> **Ausgewählter Auszug**:
_ _ _ _ _ _ _
Die Verbreitung des Fußballs wäre ohne den Kolonialismus nicht denkbar gewesen. Briten, Franzosen, aber auch Deutsche nutzten das Spiel für die Unterdrückung ihrer Untertanen. Ihre „Rassenlehre“ ist längst widerlegt, doch bis heute durchzieht rassistisches Denken die Sportindustrie. Der Journalist Ronny Blaschke hat die Langzeitfolgen auf fünf Kontinenten erforscht. Und er porträtiert Menschen, die den Antirassismus auf ein neues Niveau heben wollen. Wie lässt sich der Fußball dekolonisieren?
_ _ _ _ _ _ _
> **Aufgaben**:
1 - Gib aus dem Text über Fußball und Kolonialismus den Abschnitt wörtlich wieder, der bei „Die Verbreitung des“ beginnt und bei „der Fußball dekolonisieren?“ endet.
2 - Beantworte zum Text über Fußball und Kolonialismus diese Fragen:
(a) Welche drei Völker nutzten das Spiel laut dem Text für die Unterdrückung ihrer Untertanen?
(b) Welchen Beruf hat Ronny Blaschke?
(c) Auf wie vielen Kontinenten hat er die Langzeitfolgen erforscht?

[Auszüge aus einem Pointing-Datensatz]
_ _ _ _ _ _ _
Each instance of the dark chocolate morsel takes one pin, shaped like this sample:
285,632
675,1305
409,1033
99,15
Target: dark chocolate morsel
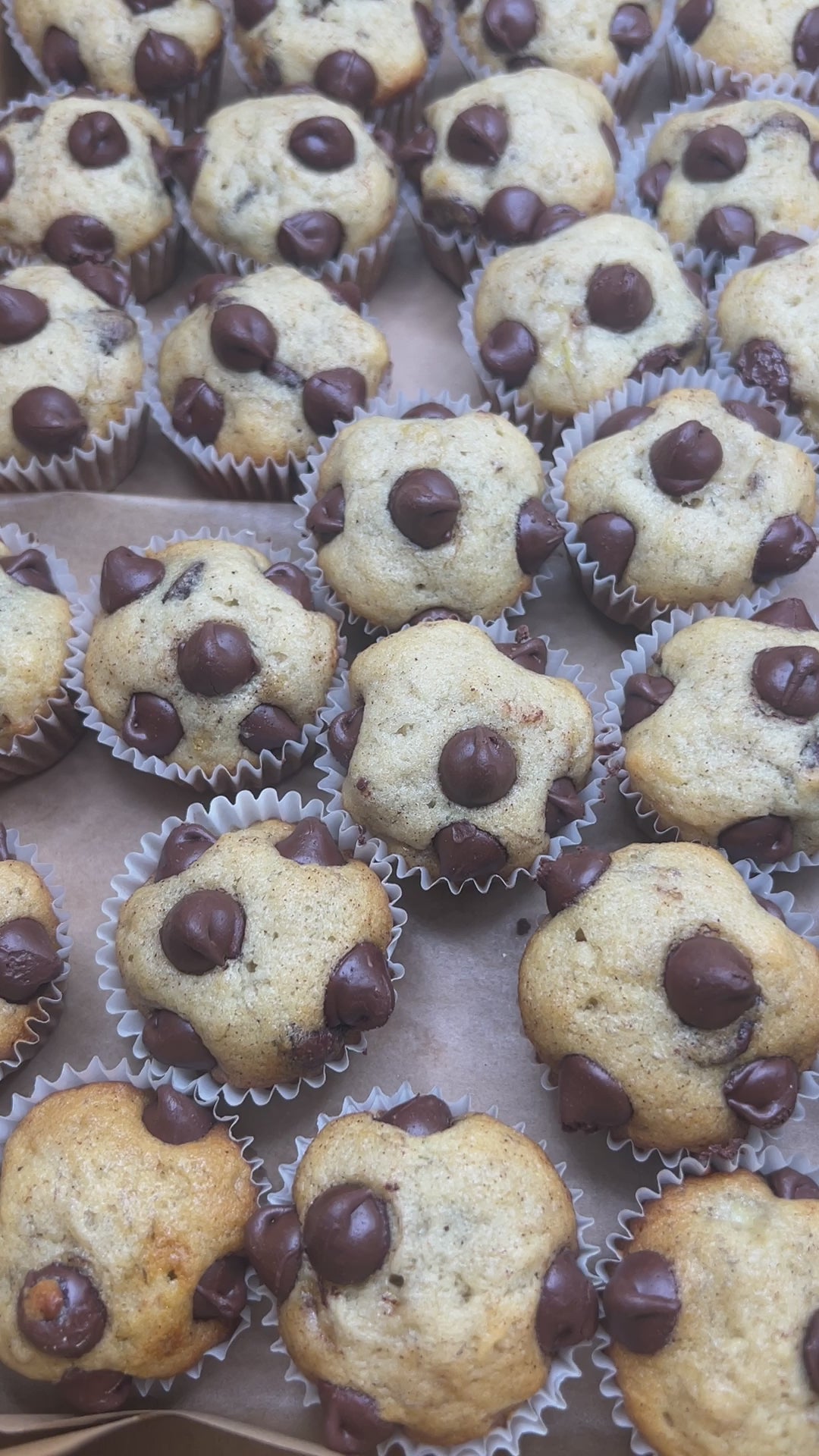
_ _ _ _ _ _ _
> **Lösungen**:
1 -
Die Verbreitung des Fußballs wäre ohne den Kolonialismus nicht denkbar gewesen. Briten, Franzosen, aber auch Deutsche nutzten das Spiel für die Unterdrückung ihrer Untertanen. Ihre „Rassenlehre“ ist längst widerlegt, doch bis heute durchzieht rassistisches Denken die Sportindustrie. Der Journalist Ronny Blaschke hat die Langzeitfolgen auf fünf Kontinenten erforscht. Und er porträtiert Menschen, die den Antirassismus auf ein neues Niveau heben wollen. Wie lässt sich der Fußball dekolonisieren?

2 -
(a) Briten, Franzosen und Deutsche.
(b) Er ist Journalist.
(c) Auf fünf Kontinenten.